(Objective) Copy out all the lines exactly. Omit pictures.

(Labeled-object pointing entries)
•••••
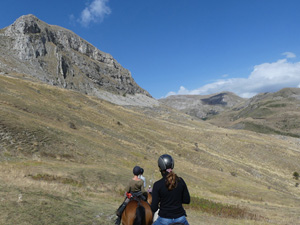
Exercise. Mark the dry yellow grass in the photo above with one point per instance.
(87, 147)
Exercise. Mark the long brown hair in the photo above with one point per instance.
(171, 180)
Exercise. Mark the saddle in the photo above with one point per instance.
(136, 196)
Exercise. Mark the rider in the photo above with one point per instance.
(135, 187)
(142, 177)
(171, 192)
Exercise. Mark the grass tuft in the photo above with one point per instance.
(222, 210)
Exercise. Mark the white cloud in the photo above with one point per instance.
(266, 77)
(289, 54)
(94, 12)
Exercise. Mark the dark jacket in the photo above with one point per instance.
(170, 201)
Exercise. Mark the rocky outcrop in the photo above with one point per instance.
(203, 106)
(59, 57)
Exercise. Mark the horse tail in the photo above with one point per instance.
(139, 215)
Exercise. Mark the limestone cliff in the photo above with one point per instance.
(59, 57)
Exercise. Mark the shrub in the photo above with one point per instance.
(296, 175)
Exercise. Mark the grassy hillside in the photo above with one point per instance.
(65, 158)
(270, 113)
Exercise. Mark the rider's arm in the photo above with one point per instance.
(155, 198)
(186, 195)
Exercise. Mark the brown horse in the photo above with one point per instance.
(138, 212)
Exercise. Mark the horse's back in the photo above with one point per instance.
(131, 210)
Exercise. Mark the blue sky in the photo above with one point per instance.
(185, 46)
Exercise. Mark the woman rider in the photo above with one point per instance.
(171, 192)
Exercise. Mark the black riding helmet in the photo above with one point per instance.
(165, 162)
(136, 170)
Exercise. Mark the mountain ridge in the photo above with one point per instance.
(59, 57)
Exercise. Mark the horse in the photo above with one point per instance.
(138, 212)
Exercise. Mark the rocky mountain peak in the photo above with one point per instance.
(59, 57)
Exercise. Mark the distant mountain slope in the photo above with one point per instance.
(66, 157)
(275, 113)
(203, 106)
(59, 57)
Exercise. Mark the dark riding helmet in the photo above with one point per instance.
•••••
(Response)
Exercise. Mark the dry yellow grass in the photo above with one point per instance.
(87, 147)
Exercise. Mark the long brown hair in the photo above with one point per instance.
(171, 180)
Exercise. Mark the saddle in the photo above with one point per instance.
(136, 196)
Exercise. Mark the rider in the photo above with one point per instance.
(135, 187)
(142, 177)
(171, 192)
Exercise. Mark the grass tuft in the photo above with one point per instance.
(222, 210)
Exercise. Mark the white cloud in the photo above with one point per instance.
(266, 77)
(289, 54)
(94, 12)
Exercise. Mark the dark jacket in the photo above with one point per instance.
(170, 201)
Exercise. Mark the rocky outcrop in the photo above with one point per instance.
(203, 106)
(59, 57)
Exercise. Mark the horse tail in the photo above with one point per instance.
(139, 215)
Exercise. Mark the limestone cliff in the photo above with one point per instance.
(59, 57)
Exercise. Mark the shrub in the photo above with one point per instance.
(296, 175)
Exercise. Mark the grassy hillside in the photo above with one point per instance.
(65, 158)
(270, 113)
Exercise. Mark the rider's arm in the photo above with one point per instance.
(155, 198)
(186, 195)
Exercise. Mark the brown horse in the photo above with one point per instance.
(138, 212)
Exercise. Mark the horse's back in the photo above with one point per instance.
(131, 210)
Exercise. Mark the blue sky in the photo above with one point per instance.
(185, 46)
Exercise. Mark the woman rider in the photo above with one point per instance.
(171, 192)
Exercise. Mark the black riding helmet in the photo above with one point per instance.
(165, 162)
(136, 170)
Exercise. Mark the mountain ridge in the photo above with one point per instance.
(59, 57)
Exercise. Mark the horse in the photo above with one point per instance.
(138, 212)
Exercise. Mark the rocky mountain peak in the photo above with one point per instance.
(59, 57)
Exercise. Mark the distant mountain slope in the photo above with one point per instance.
(66, 157)
(275, 113)
(203, 106)
(59, 57)
Exercise. Mark the dark riding helmet in the photo above with one point per instance.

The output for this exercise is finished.